What you will do
Format every line of the records below as a JSON list of strings, with one string per line and blank lines omitted.

━━━━━━━━━━━━━━━━

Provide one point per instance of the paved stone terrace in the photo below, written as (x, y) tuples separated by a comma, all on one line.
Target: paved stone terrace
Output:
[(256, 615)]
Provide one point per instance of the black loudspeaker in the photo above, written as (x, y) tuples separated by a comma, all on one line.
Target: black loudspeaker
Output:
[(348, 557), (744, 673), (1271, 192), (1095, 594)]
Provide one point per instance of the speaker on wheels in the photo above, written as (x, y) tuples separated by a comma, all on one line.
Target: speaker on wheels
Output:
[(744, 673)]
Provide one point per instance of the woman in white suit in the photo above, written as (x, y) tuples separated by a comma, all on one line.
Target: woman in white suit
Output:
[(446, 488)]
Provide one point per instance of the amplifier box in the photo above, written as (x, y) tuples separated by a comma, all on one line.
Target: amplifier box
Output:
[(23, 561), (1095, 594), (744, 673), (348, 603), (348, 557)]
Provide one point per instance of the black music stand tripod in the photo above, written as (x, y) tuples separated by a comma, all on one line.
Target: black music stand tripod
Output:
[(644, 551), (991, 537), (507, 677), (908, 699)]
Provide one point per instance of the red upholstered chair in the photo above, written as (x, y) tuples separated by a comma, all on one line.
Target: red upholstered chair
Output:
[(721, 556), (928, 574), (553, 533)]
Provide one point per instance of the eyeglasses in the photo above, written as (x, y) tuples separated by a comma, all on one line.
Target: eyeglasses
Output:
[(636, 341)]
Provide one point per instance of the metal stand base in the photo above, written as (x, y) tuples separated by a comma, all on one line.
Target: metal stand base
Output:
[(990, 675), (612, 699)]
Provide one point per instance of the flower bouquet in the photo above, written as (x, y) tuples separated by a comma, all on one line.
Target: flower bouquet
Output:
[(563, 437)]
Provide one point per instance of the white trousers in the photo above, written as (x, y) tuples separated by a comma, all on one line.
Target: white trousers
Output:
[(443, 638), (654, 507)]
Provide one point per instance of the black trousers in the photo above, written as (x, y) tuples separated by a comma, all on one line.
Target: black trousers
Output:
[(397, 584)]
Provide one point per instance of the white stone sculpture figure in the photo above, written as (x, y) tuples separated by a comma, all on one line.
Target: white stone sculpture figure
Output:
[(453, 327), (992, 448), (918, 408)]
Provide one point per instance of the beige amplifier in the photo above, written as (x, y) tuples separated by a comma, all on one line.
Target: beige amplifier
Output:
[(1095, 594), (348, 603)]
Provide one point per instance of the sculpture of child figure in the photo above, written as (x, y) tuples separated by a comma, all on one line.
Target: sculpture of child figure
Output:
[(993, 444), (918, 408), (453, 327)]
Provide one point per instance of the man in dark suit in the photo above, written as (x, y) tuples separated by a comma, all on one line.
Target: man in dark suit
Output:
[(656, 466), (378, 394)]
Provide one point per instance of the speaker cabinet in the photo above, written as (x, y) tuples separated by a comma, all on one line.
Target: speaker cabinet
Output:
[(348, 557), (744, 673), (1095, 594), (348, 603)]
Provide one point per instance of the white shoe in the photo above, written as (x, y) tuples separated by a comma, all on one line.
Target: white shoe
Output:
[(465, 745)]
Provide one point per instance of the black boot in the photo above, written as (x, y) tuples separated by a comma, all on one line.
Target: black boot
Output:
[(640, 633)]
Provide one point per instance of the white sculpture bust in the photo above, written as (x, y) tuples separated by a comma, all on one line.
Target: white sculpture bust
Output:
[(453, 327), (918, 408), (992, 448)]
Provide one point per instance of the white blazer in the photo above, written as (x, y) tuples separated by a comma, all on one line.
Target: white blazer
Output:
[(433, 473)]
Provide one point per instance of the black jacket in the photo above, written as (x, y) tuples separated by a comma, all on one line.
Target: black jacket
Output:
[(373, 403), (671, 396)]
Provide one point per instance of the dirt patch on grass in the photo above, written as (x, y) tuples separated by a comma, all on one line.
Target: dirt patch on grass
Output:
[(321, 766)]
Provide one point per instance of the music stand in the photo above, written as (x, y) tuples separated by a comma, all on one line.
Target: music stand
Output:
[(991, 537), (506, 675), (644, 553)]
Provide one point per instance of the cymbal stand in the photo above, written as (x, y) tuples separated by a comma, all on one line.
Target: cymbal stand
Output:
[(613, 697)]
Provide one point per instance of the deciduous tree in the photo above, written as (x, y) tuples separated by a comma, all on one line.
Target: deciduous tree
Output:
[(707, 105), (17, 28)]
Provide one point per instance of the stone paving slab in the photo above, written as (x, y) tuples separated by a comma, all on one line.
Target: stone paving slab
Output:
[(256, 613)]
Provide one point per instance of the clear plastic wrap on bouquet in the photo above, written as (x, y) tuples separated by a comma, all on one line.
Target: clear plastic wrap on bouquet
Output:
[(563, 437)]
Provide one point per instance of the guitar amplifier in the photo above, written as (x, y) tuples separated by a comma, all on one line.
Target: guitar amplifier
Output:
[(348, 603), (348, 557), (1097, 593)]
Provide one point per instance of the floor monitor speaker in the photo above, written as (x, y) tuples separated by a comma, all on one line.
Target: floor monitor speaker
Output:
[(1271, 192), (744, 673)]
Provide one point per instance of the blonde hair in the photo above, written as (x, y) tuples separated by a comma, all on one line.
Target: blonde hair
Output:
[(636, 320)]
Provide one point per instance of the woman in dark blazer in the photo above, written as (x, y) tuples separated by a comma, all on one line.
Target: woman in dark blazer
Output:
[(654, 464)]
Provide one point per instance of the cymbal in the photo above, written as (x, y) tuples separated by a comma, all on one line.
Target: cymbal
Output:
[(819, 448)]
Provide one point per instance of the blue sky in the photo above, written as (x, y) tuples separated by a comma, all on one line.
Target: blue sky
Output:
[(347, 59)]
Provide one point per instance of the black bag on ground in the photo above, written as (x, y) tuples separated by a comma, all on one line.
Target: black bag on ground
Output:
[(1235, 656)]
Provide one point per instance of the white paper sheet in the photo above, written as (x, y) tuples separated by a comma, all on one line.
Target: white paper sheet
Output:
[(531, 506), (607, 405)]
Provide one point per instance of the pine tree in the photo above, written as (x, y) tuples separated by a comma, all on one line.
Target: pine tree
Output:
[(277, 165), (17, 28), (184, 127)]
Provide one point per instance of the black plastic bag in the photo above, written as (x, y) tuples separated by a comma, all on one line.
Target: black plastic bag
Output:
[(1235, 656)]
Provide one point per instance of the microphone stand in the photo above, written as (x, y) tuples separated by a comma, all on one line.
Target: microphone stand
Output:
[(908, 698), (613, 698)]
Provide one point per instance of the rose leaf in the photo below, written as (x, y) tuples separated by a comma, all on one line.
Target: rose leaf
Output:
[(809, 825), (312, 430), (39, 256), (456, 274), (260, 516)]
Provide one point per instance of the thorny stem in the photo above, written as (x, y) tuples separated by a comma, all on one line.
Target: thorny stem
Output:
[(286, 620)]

━━━━━━━━━━━━━━━━

Answer to this exercise
[
  "Provide one point per instance of the paved stone terrace in the photo below, written as (x, y) tuples separated by a comma, all on one line.",
  "Target: paved stone terrace",
  "Output:",
  "[(256, 615)]",
  "Provide one point per instance of the black loudspeaker in the photo above, written as (x, y) tuples separated by a comma, all on one line.",
  "Target: black loudspeaker",
  "Output:",
  "[(348, 557), (744, 673), (1271, 192), (1095, 594)]",
  "Provide one point per instance of the speaker on wheels in the photo above, written as (x, y) tuples separated by a comma, all on one line.",
  "Target: speaker on wheels",
  "Output:",
  "[(744, 673)]",
  "Provide one point per instance of the woman in white suit in the photo above, written as (x, y) tuples separated by a comma, all on one line.",
  "Target: woman in white suit",
  "Output:",
  "[(446, 488)]",
  "Provide one point per instance of the amplifier box in the photo above, written as (x, y) tuples separated by a comma, all on one line.",
  "Target: amplifier box",
  "Output:",
  "[(23, 561), (1095, 594), (744, 673), (348, 603), (348, 557)]",
  "Provide one point per instance of the black music stand tripod in the photo above, written as (x, y) tuples separated by a comma, all on one line.",
  "Target: black music stand tripod",
  "Output:",
  "[(644, 551), (991, 537), (507, 677), (908, 699)]",
  "Provide one point per instance of the red upholstered chair in the photo above, written as (x, y) tuples separated by a comma, all on one line.",
  "Target: red upholstered chair",
  "Output:",
  "[(721, 556), (928, 574), (553, 533)]",
  "Provide one point per instance of the eyeglasses in the photo above, written as (x, y) tuples separated by a comma, all on one line.",
  "Target: eyeglasses",
  "Output:",
  "[(636, 341)]",
  "Provide one point per instance of the metal stand base in the photo above, written as (x, y) tuples separated by a comma, all on one line.",
  "Target: metal stand base",
  "Output:",
  "[(990, 675), (612, 699)]",
  "Provide one point per instance of the flower bouquet in the photo above, written as (x, y) tuples separated by a comma, all on one line.",
  "Target: flower bouquet",
  "Output:",
  "[(563, 437)]",
  "Provide one point per instance of the white trousers in the photo above, written as (x, y) tuples separated by a comma, all on one line.",
  "Target: white trousers",
  "Output:",
  "[(443, 638), (654, 507)]",
  "Provide one point per instance of the black trousers in the photo above, written as (x, y) tuples separated by a comma, all on one line.",
  "Target: black trousers",
  "Output:",
  "[(397, 584)]",
  "Provide one point per instance of the white stone sculpture figure in the photo above, written as (x, y) tuples separated by a comma, all on one line.",
  "Target: white stone sculpture figure",
  "Output:",
  "[(453, 327), (992, 448), (918, 408)]",
  "Provide one point per instance of the beige amplifier in the photo above, written as (x, y) tuples separated by a comma, all on one line.",
  "Target: beige amplifier",
  "Output:",
  "[(1095, 594), (348, 603)]",
  "Provide one point per instance of the sculpture of child figure in the photo above, written as (x, y) tuples separated by a comma, all on one line.",
  "Target: sculpture of child figure",
  "Output:",
  "[(993, 444), (918, 408), (453, 327)]",
  "Provide one point per instance of the man in dark suit in the photo above, written as (x, y) tuples separated by a comma, all on one line.",
  "Target: man in dark suit",
  "Output:",
  "[(656, 466), (378, 394)]",
  "Provide one point per instance of the speaker cabinet in the photo above, written as (x, y) tuples separated by a comma, all on one line.",
  "Target: speaker cabinet",
  "Output:",
  "[(348, 557), (744, 673), (1095, 594), (348, 603)]",
  "Provide one point per instance of the white shoe in the photo above, written as (x, y) tuples separated by a comma, all on one line.",
  "Target: white shoe",
  "Output:",
  "[(465, 745)]",
  "Provide one point per instance of the black boot in the photo above, written as (x, y) tuples separated by a comma, all on one line.",
  "Target: black boot",
  "Output:",
  "[(640, 633)]",
  "Provide one point per instance of the white sculpture bust in the photo above, written as (x, y) tuples separated by a comma, all on one line.",
  "Target: white sculpture bust",
  "Output:",
  "[(453, 327), (918, 408), (992, 448)]",
  "Provide one point per instance of the white blazer in the photo above, written as (x, y) tuples separated by a comma, all on one line.",
  "Target: white blazer",
  "Output:",
  "[(433, 473)]",
  "Provide one point per instance of the black jacket in the photo above, written as (x, y) tuples separated by a comma, all on one line.",
  "Target: black jacket",
  "Output:",
  "[(373, 403), (671, 396)]",
  "Provide one point per instance of the dirt patch on grass in the photo above, written as (x, y) tuples separated by a comma, all on one line.",
  "Target: dirt patch on grass",
  "Output:",
  "[(321, 766)]",
  "Provide one point per instance of the music stand in the photo above, written as (x, y) tuples separated by a comma, all on one line.",
  "Target: music stand",
  "Output:",
  "[(991, 537), (506, 675), (644, 553)]",
  "Provide one point per instance of the cymbal stand in the photo above, written as (x, y) tuples separated by a comma, all on one line.",
  "Target: cymbal stand",
  "Output:",
  "[(613, 697)]",
  "Provide one point per instance of the deciduous tree in the photo above, written as (x, y) tuples separated by a comma, all on one line.",
  "Target: deciduous tree",
  "Output:",
  "[(707, 105), (17, 28)]",
  "Provide one point per instance of the stone paving slab in the photo above, written as (x, y) tuples separated by a comma, all on one line.",
  "Target: stone paving slab",
  "Output:",
  "[(256, 613)]",
  "Provide one point per instance of the clear plastic wrap on bouquet in the photo above, written as (x, y) tuples separated by a comma, all on one line.",
  "Target: clear plastic wrap on bouquet",
  "Output:",
  "[(563, 437)]",
  "Provide one point per instance of the guitar amplifier in the photo above, written as (x, y) tuples separated by a comma, all on one line.",
  "Target: guitar amplifier",
  "Output:",
  "[(348, 603), (348, 557), (1097, 593)]",
  "Provide one point per instance of the floor monitor speaker in the photo above, written as (x, y) tuples separated by a comma, all on one line.",
  "Target: floor monitor speaker",
  "Output:",
  "[(1271, 192), (744, 673)]",
  "Provide one point per instance of the blonde hair in the photo above, written as (x, y) tuples separated by a comma, all on one line.",
  "Target: blonde hair",
  "Output:",
  "[(636, 320)]",
  "Provide one point per instance of the woman in dark blazer in the photo above, written as (x, y) tuples separated by a comma, all on one line.",
  "Target: woman in dark blazer",
  "Output:",
  "[(654, 464)]",
  "Provide one point per instance of the cymbal in the photo above, written as (x, y) tuples separated by a comma, all on one line.",
  "Target: cymbal",
  "Output:",
  "[(819, 448)]",
  "Provide one point per instance of the blue sky in the photo above, written as (x, y) tuples separated by a comma, all on one line.",
  "Target: blue sky",
  "Output:",
  "[(347, 59)]",
  "Provide one point per instance of the black bag on ground in the photo above, written as (x, y) tuples separated by a comma, all on one line.",
  "Target: black bag on ground",
  "Output:",
  "[(1235, 656)]",
  "Provide one point per instance of the white paper sheet in the photo above, written as (x, y) tuples separated by a comma, all on one line.",
  "Target: white paper sheet",
  "Output:",
  "[(531, 506), (607, 405)]",
  "Provide one point per instance of the pine tree in the photo above, written as (x, y) tuples separated by a comma, all on one line.",
  "Target: pine tree",
  "Output:",
  "[(277, 165), (17, 28), (184, 127)]",
  "Provide one point per instance of the black plastic bag in the photo above, written as (x, y) tuples separated by a comma, all on one line.",
  "Target: black plastic bag",
  "Output:",
  "[(1235, 656)]",
  "Provide one point per instance of the microphone stand in the photo above, written as (x, y) tuples separated by a comma, all on one line.",
  "Target: microphone stand",
  "Output:",
  "[(908, 698), (613, 698)]",
  "Provide one point per instance of the rose leaf in the photo below, written as (x, y) tuples separated by a comma, all on one line.",
  "Target: rose leaf",
  "Output:",
  "[(809, 825), (312, 430), (39, 256), (456, 274), (260, 516)]",
  "Provide one point per instance of the thorny stem in the photo above, written as (x, y) tuples separated by a comma, all on one line.",
  "Target: thorny stem",
  "Output:",
  "[(286, 620)]"
]